**How to complete this task:** Retype the Arnold Perry article below in full, keeping every word, line, and mark unchanged.

Passage for review START

Arnold PerryOBE VRD
- Born: 18 April 1899 Wellington, New Zealand
- Died: 2 October 1977 (aged 78) Cherry Farm, Dunedin, New Zealand

Rugby union career
- Position: Five-eighth

Provincial / State sides
- Years: Team / Apps / (Points)
- 1919–1923: Otago

International career
- Years: Team / Apps / (Points)
- 1923: New Zealand

= Arnold Perry =

Arnold Perry (18 April 1899 – 2 October 1977) was a New Zealand international rugby union player.

Perry was educated at Wellington College and Otago University, where he played Varsity "A" rugby from 1917 to 1924 as a five-eighth. He debuted for Otago in 1919 and four years later received an All Blacks call up for a fixture against New South Wales at Christchurch, which remained his only international appearance. During the 1930s, Perry remained involved in rugby as a selector and president for Otago Rugby Union.

A graduate of Otago Medical School, Perry practised medicine in Dunedin for many years. He served as a ship's surgeon on during World War II and later in the conflict was stationed at Devonport Naval Base. After the war, Perry remained in England briefly and became surgeon captain in the Naval Reserve. He was made an Officer of the Order of the British Empire (OBE) in 1946 for his wartime service. In 1953, he was awarded the Queen Elizabeth II Coronation Medal.

Passage for review END
Data under study START

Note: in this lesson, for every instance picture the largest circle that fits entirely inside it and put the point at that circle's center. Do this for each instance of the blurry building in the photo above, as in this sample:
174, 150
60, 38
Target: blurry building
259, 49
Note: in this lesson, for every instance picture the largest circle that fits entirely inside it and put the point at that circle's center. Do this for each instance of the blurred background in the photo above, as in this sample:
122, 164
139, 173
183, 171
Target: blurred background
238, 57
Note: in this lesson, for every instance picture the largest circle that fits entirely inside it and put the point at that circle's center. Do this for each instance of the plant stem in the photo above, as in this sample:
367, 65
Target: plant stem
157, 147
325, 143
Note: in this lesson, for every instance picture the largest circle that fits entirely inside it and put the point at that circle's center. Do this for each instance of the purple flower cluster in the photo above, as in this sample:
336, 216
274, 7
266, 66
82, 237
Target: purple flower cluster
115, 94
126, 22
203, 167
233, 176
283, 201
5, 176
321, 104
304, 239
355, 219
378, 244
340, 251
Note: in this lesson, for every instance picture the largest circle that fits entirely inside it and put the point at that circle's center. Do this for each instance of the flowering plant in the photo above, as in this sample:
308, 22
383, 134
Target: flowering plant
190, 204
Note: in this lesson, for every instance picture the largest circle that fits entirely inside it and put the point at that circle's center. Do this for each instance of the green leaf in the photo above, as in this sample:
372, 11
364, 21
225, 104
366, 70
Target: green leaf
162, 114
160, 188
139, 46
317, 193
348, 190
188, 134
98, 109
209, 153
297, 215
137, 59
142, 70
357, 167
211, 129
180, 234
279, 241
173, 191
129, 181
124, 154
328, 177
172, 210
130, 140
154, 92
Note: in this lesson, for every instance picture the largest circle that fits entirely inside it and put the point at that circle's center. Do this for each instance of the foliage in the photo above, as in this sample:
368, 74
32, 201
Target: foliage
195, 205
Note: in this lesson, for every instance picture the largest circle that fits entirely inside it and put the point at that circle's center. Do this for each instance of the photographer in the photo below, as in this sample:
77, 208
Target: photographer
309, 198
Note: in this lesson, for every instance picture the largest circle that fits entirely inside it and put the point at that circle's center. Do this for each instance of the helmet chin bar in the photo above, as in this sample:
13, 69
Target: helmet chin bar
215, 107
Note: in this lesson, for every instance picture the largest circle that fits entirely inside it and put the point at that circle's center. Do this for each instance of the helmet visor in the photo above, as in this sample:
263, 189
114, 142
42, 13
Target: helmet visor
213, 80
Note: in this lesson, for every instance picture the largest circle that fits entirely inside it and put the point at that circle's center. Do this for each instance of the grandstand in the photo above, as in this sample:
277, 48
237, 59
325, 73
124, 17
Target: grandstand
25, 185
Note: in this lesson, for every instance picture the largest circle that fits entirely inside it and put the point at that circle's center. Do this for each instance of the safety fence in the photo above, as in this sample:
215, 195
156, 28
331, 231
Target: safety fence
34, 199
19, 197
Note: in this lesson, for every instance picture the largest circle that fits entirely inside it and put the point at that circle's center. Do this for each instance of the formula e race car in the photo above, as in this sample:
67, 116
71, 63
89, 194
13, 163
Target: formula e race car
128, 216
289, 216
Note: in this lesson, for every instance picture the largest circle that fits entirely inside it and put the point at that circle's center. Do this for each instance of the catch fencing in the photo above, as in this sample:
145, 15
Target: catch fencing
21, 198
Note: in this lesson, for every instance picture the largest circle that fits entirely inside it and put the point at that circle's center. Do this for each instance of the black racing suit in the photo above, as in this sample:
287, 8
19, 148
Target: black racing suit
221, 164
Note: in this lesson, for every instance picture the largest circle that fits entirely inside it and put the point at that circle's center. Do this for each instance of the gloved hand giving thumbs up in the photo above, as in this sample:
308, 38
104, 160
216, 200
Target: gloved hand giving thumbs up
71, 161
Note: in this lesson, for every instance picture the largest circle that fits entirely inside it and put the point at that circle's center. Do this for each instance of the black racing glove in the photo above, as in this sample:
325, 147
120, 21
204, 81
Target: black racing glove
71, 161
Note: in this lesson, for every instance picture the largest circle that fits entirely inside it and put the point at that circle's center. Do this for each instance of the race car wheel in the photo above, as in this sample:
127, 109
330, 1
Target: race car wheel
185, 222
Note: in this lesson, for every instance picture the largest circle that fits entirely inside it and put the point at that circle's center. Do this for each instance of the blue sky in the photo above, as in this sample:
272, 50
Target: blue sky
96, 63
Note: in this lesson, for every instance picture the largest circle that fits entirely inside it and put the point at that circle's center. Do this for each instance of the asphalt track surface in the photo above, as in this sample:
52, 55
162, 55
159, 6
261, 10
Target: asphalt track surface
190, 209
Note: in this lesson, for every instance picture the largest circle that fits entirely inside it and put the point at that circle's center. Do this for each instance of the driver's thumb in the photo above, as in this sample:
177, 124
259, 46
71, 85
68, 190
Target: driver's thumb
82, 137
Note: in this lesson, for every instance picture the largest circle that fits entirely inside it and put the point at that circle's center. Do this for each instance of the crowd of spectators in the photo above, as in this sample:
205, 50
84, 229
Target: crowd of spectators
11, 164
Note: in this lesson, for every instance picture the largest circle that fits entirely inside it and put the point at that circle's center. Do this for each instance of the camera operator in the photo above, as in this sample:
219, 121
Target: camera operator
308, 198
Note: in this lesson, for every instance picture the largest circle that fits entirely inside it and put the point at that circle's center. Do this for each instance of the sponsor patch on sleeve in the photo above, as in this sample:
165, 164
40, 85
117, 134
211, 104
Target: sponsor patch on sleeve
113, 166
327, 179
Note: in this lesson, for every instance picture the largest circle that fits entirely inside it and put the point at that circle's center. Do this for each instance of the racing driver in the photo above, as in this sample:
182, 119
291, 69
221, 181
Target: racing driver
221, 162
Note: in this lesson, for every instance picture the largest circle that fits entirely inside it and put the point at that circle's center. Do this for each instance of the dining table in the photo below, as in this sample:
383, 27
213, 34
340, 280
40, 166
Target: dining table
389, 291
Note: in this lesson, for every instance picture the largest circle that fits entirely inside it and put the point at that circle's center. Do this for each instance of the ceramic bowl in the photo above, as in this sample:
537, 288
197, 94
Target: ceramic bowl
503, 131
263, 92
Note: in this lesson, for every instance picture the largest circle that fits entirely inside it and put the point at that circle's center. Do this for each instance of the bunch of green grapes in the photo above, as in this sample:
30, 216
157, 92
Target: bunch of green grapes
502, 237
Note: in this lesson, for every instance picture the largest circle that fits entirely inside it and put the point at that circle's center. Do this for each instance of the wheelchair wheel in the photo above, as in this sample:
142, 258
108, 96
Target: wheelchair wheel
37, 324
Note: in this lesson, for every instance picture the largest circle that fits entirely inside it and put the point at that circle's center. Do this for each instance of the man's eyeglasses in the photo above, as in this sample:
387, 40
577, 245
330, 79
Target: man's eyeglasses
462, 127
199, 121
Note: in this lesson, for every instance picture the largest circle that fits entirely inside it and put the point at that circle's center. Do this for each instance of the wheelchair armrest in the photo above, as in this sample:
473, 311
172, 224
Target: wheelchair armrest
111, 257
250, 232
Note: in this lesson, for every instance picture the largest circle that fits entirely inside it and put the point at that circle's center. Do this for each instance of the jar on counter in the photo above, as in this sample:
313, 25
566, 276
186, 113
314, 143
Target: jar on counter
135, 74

Data under study END

**Answer section:**
Arnold PerryOBE VRD
- Born: 18 April 1899 Wellington, New Zealand
- Died: 2 October 1977 (aged 78) Cherry Farm, Dunedin, New Zealand

Rugby union career
- Position: Five-eighth

Provincial / State sides
- Years: Team / Apps / (Points)
- 1919–1923: Otago

International career
- Years: Team / Apps / (Points)
- 1923: New Zealand

= Arnold Perry =

Arnold Perry (18 April 1899 – 2 October 1977) was a New Zealand international rugby union player.

Perry was educated at Wellington College and Otago University, where he played Varsity "A" rugby from 1917 to 1924 as a five-eighth. He debuted for Otago in 1919 and four years later received an All Blacks call up for a fixture against New South Wales at Christchurch, which remained his only international appearance. During the 1930s, Perry remained involved in rugby as a selector and president for Otago Rugby Union.

A graduate of Otago Medical School, Perry practised medicine in Dunedin for many years. He served as a ship's surgeon on during World War II and later in the conflict was stationed at Devonport Naval Base. After the war, Perry remained in England briefly and became surgeon captain in the Naval Reserve. He was made an Officer of the Order of the British Empire (OBE) in 1946 for his wartime service. In 1953, he was awarded the Queen Elizabeth II Coronation Medal.